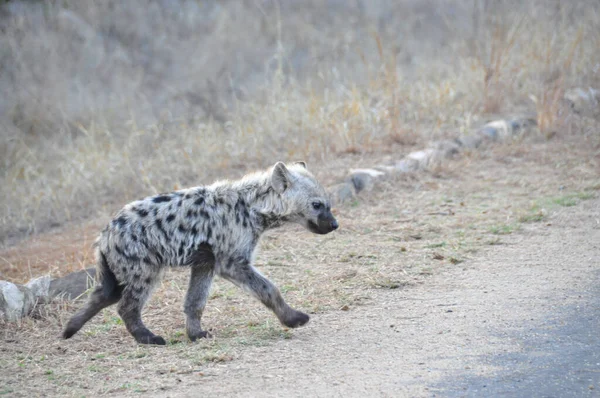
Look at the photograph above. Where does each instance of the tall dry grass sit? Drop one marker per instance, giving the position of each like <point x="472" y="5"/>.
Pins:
<point x="103" y="102"/>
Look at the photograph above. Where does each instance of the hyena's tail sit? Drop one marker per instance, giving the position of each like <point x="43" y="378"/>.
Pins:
<point x="106" y="293"/>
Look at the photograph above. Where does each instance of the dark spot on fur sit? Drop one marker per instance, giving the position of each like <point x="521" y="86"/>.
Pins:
<point x="161" y="199"/>
<point x="119" y="250"/>
<point x="202" y="255"/>
<point x="120" y="222"/>
<point x="142" y="212"/>
<point x="161" y="229"/>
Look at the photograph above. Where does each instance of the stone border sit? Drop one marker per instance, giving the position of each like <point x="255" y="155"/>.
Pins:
<point x="17" y="301"/>
<point x="364" y="179"/>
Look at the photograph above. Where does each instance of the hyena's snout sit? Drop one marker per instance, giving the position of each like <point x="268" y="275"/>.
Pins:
<point x="325" y="224"/>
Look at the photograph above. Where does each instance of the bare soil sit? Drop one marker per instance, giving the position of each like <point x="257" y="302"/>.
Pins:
<point x="441" y="283"/>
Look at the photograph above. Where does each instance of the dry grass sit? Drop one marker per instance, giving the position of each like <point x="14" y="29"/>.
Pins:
<point x="135" y="100"/>
<point x="437" y="220"/>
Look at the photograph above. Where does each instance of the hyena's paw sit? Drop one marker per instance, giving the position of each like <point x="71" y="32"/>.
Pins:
<point x="296" y="319"/>
<point x="148" y="337"/>
<point x="202" y="334"/>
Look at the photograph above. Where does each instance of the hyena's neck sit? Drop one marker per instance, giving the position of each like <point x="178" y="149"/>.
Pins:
<point x="269" y="208"/>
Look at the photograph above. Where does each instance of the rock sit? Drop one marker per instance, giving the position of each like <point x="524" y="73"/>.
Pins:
<point x="407" y="165"/>
<point x="447" y="148"/>
<point x="584" y="101"/>
<point x="424" y="158"/>
<point x="74" y="285"/>
<point x="386" y="169"/>
<point x="470" y="141"/>
<point x="39" y="287"/>
<point x="522" y="126"/>
<point x="340" y="193"/>
<point x="16" y="301"/>
<point x="363" y="178"/>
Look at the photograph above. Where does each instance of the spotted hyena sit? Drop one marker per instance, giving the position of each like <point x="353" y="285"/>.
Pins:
<point x="212" y="229"/>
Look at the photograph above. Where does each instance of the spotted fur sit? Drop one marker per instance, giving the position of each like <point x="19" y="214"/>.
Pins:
<point x="212" y="229"/>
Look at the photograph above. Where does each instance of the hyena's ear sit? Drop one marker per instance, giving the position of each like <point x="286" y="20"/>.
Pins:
<point x="280" y="180"/>
<point x="301" y="163"/>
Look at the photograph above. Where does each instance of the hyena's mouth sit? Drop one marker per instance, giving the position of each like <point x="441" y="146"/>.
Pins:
<point x="322" y="227"/>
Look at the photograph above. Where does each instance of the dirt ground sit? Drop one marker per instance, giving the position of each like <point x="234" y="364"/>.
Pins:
<point x="506" y="324"/>
<point x="476" y="278"/>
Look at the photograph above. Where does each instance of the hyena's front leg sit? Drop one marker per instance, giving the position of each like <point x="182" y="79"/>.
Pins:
<point x="244" y="275"/>
<point x="130" y="309"/>
<point x="195" y="300"/>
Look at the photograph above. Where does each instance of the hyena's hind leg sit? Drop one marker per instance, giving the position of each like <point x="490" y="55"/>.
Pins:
<point x="107" y="292"/>
<point x="195" y="301"/>
<point x="242" y="274"/>
<point x="203" y="266"/>
<point x="135" y="295"/>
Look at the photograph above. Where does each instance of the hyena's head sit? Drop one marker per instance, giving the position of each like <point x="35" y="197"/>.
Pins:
<point x="307" y="201"/>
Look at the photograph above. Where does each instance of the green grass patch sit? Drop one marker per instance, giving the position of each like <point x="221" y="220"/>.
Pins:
<point x="435" y="245"/>
<point x="503" y="229"/>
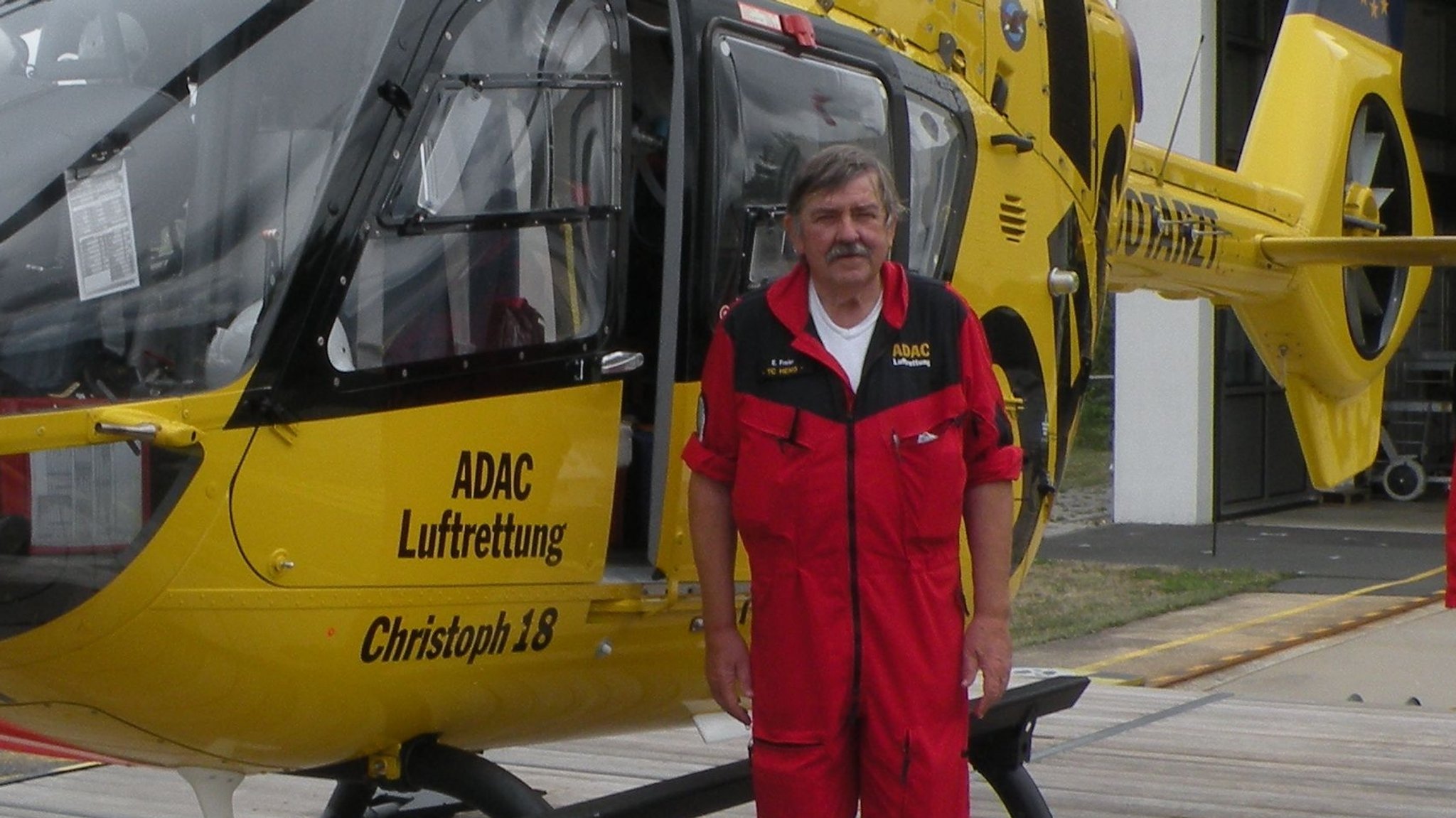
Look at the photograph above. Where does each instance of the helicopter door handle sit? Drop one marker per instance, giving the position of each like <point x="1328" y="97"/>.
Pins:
<point x="134" y="426"/>
<point x="621" y="362"/>
<point x="1018" y="141"/>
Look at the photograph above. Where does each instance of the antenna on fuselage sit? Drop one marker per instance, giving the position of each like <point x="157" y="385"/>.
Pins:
<point x="1181" y="105"/>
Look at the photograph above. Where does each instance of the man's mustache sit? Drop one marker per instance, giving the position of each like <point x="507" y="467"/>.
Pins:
<point x="846" y="249"/>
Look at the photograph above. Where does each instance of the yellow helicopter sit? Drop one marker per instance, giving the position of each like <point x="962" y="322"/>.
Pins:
<point x="346" y="354"/>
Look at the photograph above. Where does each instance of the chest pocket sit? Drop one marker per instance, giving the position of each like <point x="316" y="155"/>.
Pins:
<point x="772" y="462"/>
<point x="932" y="479"/>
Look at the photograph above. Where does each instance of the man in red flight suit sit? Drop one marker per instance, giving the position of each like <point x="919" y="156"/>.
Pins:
<point x="850" y="422"/>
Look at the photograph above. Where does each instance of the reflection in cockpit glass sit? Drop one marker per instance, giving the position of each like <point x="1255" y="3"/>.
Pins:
<point x="159" y="173"/>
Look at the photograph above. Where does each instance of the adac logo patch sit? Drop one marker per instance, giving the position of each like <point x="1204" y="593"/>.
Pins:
<point x="911" y="354"/>
<point x="781" y="369"/>
<point x="1014" y="23"/>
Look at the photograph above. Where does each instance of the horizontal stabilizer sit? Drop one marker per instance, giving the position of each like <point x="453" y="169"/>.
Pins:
<point x="1361" y="251"/>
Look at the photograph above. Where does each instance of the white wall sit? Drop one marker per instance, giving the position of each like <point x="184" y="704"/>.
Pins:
<point x="1162" y="444"/>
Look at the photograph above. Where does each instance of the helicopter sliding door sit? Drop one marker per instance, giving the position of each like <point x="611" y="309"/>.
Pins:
<point x="776" y="86"/>
<point x="466" y="429"/>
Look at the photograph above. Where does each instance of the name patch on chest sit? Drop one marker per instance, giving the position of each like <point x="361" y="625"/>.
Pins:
<point x="781" y="369"/>
<point x="911" y="354"/>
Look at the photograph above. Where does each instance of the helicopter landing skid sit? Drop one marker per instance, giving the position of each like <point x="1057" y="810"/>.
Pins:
<point x="999" y="750"/>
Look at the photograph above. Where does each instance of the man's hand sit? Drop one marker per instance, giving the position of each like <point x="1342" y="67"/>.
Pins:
<point x="987" y="650"/>
<point x="727" y="669"/>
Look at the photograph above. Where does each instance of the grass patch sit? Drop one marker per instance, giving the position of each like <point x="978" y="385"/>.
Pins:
<point x="1065" y="598"/>
<point x="1086" y="468"/>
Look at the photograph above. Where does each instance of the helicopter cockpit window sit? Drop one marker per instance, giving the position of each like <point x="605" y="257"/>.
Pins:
<point x="498" y="232"/>
<point x="774" y="111"/>
<point x="936" y="152"/>
<point x="162" y="166"/>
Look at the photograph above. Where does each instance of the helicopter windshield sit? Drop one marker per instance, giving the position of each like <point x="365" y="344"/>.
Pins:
<point x="162" y="163"/>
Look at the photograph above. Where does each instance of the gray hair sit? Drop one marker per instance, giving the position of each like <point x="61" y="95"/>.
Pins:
<point x="836" y="166"/>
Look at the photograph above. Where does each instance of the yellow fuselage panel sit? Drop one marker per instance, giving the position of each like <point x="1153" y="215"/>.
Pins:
<point x="501" y="491"/>
<point x="296" y="679"/>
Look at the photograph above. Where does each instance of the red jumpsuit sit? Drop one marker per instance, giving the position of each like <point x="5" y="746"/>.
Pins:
<point x="850" y="507"/>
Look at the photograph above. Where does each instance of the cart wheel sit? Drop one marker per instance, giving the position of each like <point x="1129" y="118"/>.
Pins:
<point x="1404" y="479"/>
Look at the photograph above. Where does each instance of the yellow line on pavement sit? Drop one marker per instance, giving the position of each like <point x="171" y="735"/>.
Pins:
<point x="1103" y="664"/>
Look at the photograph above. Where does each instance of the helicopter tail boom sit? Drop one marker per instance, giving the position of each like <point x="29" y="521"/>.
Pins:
<point x="1315" y="242"/>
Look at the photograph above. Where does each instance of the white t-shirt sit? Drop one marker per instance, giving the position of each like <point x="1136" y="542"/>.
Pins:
<point x="847" y="345"/>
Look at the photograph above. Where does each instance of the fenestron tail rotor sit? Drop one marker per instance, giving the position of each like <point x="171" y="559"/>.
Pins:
<point x="1376" y="203"/>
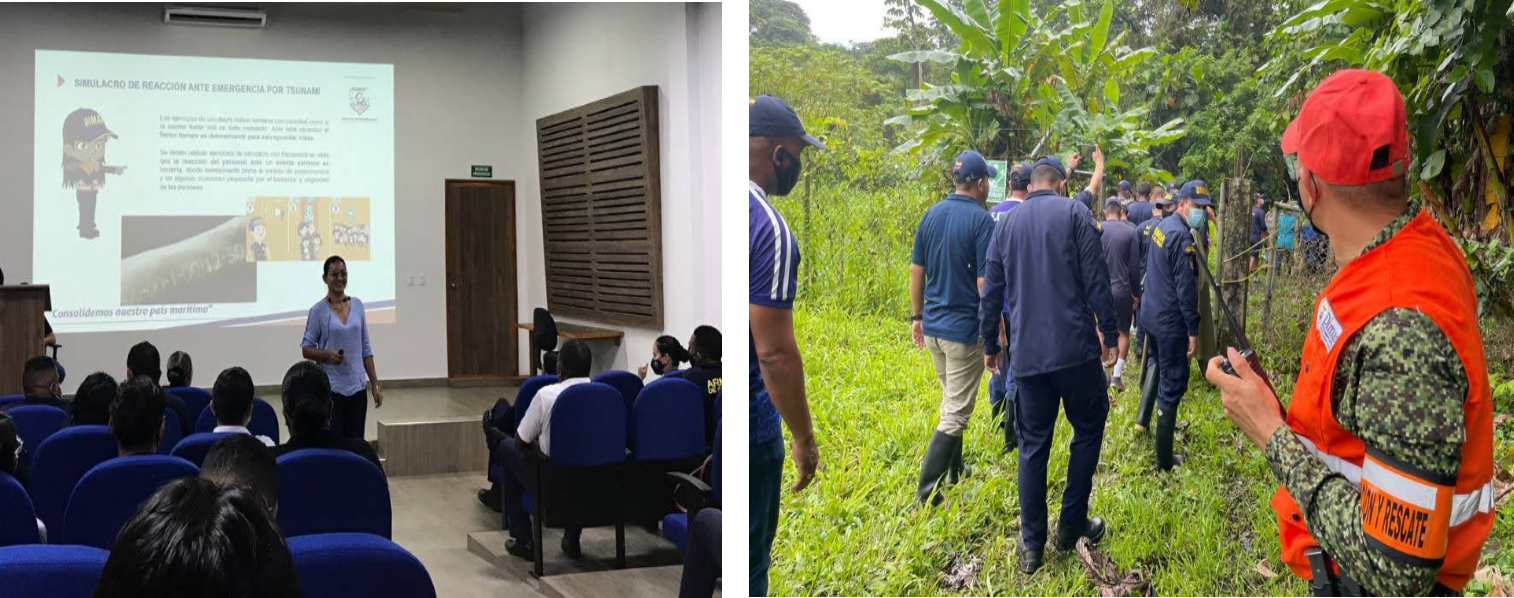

·····

Given task » How many of the lines above contain the word "chest"? Match case exactly, and reply with only the number.

The solution » 2